> GOAL: Transcribe the listing below word for word.

[Labeled-object pointing entries]
────────────────────

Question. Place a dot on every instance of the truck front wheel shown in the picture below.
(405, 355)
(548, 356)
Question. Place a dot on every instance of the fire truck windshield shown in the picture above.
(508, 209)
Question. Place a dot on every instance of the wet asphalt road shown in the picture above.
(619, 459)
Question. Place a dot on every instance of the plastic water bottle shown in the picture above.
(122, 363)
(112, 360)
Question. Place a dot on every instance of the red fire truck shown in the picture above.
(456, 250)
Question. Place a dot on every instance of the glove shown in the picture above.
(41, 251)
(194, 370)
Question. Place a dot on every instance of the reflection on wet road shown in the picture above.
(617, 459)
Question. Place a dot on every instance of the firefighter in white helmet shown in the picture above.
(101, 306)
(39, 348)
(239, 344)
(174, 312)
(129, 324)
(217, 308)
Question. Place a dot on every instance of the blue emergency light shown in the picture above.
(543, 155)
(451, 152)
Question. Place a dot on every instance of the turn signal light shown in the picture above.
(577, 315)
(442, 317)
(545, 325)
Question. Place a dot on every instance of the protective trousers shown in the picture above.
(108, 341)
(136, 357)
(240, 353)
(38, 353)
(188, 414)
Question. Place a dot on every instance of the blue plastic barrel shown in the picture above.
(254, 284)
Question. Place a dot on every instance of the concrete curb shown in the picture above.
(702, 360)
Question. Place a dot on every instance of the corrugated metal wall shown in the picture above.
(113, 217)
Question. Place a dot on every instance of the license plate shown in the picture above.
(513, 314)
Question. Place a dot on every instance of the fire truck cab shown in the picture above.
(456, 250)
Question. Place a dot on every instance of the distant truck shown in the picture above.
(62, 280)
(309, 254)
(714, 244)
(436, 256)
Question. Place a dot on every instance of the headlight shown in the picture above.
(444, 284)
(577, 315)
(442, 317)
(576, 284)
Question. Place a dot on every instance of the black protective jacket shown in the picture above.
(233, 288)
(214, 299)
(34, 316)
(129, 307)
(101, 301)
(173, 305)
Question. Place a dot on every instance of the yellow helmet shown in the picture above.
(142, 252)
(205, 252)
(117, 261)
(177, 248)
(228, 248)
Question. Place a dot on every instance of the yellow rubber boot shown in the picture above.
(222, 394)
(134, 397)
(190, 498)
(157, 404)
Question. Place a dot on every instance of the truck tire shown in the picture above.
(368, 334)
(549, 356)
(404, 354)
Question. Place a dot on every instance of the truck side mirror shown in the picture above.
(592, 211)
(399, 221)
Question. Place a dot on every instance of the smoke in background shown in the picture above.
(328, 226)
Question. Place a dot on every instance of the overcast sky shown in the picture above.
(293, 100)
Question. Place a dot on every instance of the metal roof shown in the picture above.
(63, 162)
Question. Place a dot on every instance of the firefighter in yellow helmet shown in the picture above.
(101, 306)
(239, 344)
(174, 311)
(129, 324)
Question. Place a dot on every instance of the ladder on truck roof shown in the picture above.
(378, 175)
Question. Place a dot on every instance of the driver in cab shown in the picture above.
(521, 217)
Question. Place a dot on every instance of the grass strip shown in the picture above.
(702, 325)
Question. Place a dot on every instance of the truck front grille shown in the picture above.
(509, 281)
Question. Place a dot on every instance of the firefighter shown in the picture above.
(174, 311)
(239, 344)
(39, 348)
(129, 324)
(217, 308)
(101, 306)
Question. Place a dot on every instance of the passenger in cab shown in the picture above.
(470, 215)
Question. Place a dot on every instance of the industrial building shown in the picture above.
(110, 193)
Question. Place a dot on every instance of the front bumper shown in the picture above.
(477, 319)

────────────────────

> REPLY:
Question. Place a dot on every instance of the truck front wheel shown in the picture below.
(405, 355)
(548, 356)
Question. Place a dot on every instance of the fire truck windshield shown in the picture above.
(508, 209)
Question. Place a dot on every instance of the wet asphalt road shown in the picture above.
(619, 459)
Question. Place a dot on every instance of the plastic water bottle shown in the picture above.
(122, 363)
(112, 360)
Question. Place a dot on every instance of the red fire truck shown in the picture above.
(456, 250)
Question. Place a dot on every instance of the glove shown in the picture above.
(41, 251)
(194, 370)
Question. Place a dot on every instance of the reflection on wet road shown in the picture above.
(617, 459)
Question. Place a dot on every instance of the firefighter in white helmet shown in the picture above.
(101, 306)
(39, 348)
(239, 344)
(174, 312)
(129, 324)
(217, 308)
Question. Place a dot on every instance of the blue emergency light shown in the picture above.
(543, 155)
(451, 152)
Question. Place a dot on every instance of the turn signal light shown in the picture above.
(577, 315)
(442, 317)
(545, 325)
Question. Place a dot on every instance of the protective trousers shown in the picture above.
(108, 341)
(136, 357)
(240, 353)
(38, 353)
(188, 414)
Question. Place a dot on every instance of the blue plastic barrel shown in the picture above.
(254, 284)
Question. Place a dot on every instance of the concrete curb shown in the picture above.
(702, 360)
Question. Place a dot on every instance of the corrugated metal wall shown in the picture above.
(113, 217)
Question. Place a dot on every instance of the license plate shown in the picture above.
(513, 314)
Question. Place a dot on every instance of the fire truck cab shown in the picture above.
(456, 250)
Question. Place a dot on every instance of the distant truck shown in the picture above.
(62, 280)
(309, 254)
(714, 244)
(436, 256)
Question. Place a dot on every instance of the headlight shown in the picture above.
(444, 284)
(577, 315)
(442, 317)
(576, 284)
Question. Place a dot on every instance of the black protective jacket shown in the picture above.
(233, 288)
(214, 299)
(34, 316)
(129, 307)
(101, 301)
(173, 305)
Question. Place a dot on every instance of the yellow helmet shown in the picture above.
(142, 252)
(205, 252)
(117, 261)
(177, 248)
(228, 248)
Question. Place a dot on every instance of the yellow rubber boot shown in the picture above.
(222, 394)
(134, 397)
(190, 498)
(157, 404)
Question. Place a dot on every instance of the truck tire shown in the picture above.
(368, 334)
(549, 356)
(404, 354)
Question. Place a dot on every instance of the truck side mirror shown in the picture above.
(592, 211)
(399, 221)
Question. Place a dot on every instance of the smoke in background shown in the picture above.
(328, 226)
Question. Place a dot on every instance of the overcast sky shown in the picture above.
(293, 100)
Question. Place a dot on every instance of the metal roof shown in the picture above.
(63, 162)
Question. Place a dot on every instance of the firefighter in yellow helmet shown in the picture above.
(101, 306)
(239, 344)
(174, 311)
(129, 324)
Question. Place a dot on every instance of the ladder on truck roof shown in the picture above.
(378, 175)
Question. Place a dot on every instance of the driver in cab shown in the picture above.
(521, 217)
Question. Place a dot on every instance of the grass strip shown in the picture above.
(702, 325)
Question. Place a dot on every instance of the truck front grille shown in the picture above.
(509, 281)
Question. Place a dot on every instance of the firefighter shown in the picture above.
(174, 311)
(239, 344)
(39, 348)
(129, 324)
(217, 308)
(101, 306)
Question. Place a dot on every instance of the passenger in cab shown in the picture above.
(470, 215)
Question. Place a dot on every instance of the industrial building shown in the picture above.
(110, 193)
Question. Place a dot on every instance of the front bumper shown in the picture above.
(477, 319)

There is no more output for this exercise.